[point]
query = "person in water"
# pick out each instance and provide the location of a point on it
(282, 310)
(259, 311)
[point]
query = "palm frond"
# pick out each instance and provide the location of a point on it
■ ■ ■
Set down the whole of the material, exactly.

▸ **Task result**
[point]
query = "person in water"
# pick out each instance and provide the location of a point on it
(282, 310)
(259, 311)
[point]
query = "palm frond"
# pick out each instance and provide the location of a point on it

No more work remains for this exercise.